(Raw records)

[start]

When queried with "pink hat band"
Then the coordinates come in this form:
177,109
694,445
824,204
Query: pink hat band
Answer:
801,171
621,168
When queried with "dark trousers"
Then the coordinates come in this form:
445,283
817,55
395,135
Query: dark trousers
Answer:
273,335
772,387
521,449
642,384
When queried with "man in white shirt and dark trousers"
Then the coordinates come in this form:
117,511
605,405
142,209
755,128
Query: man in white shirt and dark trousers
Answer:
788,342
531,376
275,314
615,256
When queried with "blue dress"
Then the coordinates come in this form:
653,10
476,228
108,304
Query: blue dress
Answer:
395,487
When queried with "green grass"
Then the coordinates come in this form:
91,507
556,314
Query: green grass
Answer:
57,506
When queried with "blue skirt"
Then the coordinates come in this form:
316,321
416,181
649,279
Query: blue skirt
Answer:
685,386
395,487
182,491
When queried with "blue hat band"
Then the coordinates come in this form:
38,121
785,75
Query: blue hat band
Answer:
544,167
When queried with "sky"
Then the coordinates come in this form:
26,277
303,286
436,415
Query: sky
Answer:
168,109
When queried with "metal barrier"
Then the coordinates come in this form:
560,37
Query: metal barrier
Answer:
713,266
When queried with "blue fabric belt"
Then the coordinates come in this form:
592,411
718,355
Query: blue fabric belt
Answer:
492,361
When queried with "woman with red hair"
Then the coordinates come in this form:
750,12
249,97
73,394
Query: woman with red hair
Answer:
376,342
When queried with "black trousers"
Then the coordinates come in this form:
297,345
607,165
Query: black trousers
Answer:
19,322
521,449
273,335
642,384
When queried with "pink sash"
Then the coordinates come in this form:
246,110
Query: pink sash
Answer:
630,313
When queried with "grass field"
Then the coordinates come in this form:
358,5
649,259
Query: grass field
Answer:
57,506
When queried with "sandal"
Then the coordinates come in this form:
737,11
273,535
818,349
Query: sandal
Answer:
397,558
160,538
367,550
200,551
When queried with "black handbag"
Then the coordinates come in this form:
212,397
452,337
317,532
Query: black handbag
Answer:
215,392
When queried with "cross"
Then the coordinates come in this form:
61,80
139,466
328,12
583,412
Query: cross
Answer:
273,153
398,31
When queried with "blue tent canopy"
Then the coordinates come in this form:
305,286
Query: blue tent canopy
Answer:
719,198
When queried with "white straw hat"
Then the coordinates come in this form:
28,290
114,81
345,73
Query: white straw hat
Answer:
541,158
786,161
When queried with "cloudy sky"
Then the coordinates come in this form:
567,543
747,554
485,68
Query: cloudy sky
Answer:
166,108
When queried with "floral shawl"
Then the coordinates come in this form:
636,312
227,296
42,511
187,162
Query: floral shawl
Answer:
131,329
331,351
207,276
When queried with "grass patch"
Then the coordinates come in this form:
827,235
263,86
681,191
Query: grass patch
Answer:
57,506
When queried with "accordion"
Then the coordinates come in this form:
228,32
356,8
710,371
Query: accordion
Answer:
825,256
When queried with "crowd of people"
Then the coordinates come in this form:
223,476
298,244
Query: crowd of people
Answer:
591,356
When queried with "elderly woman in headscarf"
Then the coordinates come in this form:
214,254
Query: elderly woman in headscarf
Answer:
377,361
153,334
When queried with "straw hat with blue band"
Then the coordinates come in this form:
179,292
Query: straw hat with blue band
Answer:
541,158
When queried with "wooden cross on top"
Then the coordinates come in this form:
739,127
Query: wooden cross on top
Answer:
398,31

[end]
[start]

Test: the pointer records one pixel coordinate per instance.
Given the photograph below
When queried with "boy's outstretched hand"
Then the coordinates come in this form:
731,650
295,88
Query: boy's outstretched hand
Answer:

[end]
[start]

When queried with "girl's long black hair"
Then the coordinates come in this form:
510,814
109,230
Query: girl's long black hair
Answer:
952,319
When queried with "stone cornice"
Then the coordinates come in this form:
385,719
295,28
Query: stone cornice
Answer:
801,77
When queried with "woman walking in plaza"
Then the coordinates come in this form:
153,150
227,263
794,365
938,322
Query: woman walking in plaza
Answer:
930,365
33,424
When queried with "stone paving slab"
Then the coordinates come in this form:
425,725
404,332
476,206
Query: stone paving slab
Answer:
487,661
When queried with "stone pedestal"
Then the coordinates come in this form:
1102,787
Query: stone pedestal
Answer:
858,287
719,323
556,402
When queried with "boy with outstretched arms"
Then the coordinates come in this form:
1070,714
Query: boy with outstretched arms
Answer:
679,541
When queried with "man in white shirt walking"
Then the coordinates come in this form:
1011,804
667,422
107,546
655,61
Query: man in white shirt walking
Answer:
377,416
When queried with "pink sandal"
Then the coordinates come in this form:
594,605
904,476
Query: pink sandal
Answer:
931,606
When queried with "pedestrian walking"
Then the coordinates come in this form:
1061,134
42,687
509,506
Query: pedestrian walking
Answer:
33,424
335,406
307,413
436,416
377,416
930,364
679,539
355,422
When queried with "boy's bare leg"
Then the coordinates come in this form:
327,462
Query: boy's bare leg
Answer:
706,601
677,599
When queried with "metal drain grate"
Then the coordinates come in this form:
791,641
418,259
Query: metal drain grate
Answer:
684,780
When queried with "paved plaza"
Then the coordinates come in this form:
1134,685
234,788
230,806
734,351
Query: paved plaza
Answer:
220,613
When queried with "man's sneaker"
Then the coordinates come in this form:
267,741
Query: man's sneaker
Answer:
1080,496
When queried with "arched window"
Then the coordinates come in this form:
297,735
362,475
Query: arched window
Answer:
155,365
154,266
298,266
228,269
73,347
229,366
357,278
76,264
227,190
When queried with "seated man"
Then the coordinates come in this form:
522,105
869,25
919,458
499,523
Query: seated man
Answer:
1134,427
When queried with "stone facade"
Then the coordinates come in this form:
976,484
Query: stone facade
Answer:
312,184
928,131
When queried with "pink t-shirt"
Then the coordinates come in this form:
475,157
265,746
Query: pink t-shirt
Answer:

[end]

--- Exercise task ---
Gather each line of the records above that contains the string "sash", and copy every such line in full.

--- Output of the task ---
When queried with "pink sash"
Query: pink sash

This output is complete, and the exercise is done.